Rewrite the listing below as a numbered list with one entry per line, skipping blank lines and leaving out the pictures.

*Material*
____________________

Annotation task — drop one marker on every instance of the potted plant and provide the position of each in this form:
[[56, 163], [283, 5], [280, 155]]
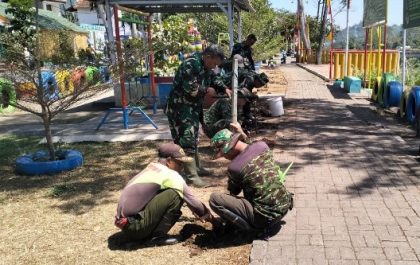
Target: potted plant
[[37, 87]]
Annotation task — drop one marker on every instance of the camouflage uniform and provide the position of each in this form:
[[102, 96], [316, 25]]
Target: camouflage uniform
[[217, 117], [260, 183], [254, 171], [245, 51], [184, 108]]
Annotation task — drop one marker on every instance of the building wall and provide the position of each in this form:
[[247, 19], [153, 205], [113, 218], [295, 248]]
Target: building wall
[[54, 5]]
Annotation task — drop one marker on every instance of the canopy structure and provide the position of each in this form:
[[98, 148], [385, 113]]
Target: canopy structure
[[191, 6], [147, 7]]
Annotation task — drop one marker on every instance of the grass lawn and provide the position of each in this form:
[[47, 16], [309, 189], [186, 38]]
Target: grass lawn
[[68, 218]]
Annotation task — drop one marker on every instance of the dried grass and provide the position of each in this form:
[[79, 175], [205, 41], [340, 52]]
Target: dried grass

____________________

*Full answer*
1. Annotation task — drop one marker on every instance of the potted plant and provide the position of each in this form:
2. [[56, 163], [283, 5], [280, 155]]
3. Target: potted plant
4. [[37, 87]]
5. Annotation task — drop one marker on every instance of the camouflage uniform and provide the position of each in this form:
6. [[102, 96], [316, 25]]
7. Target: camouflage uniform
8. [[217, 117], [260, 183], [254, 171], [245, 51], [184, 108]]
9. Annotation task — drop one marker on every instance of the building wall and provide the position of each in this form:
10. [[247, 19], [153, 205], [113, 218], [295, 248]]
11. Target: building wall
12. [[54, 5]]
13. Annotation task — drop one marker on every instance of the canopy structure and provide the position of each in this form:
14. [[98, 148], [385, 113]]
15. Target: canopy structure
16. [[191, 6], [147, 7]]
17. Annotation task — drop one marker on every instance of the grass lawn and provide the position of each in this form:
18. [[47, 16], [309, 189], [186, 38]]
19. Target: grass lawn
20. [[68, 218]]
21. Annotation task — drop one marker on every instance of the dried grass and provide the position of each in this form:
22. [[79, 175], [205, 41], [340, 52]]
23. Target: dried grass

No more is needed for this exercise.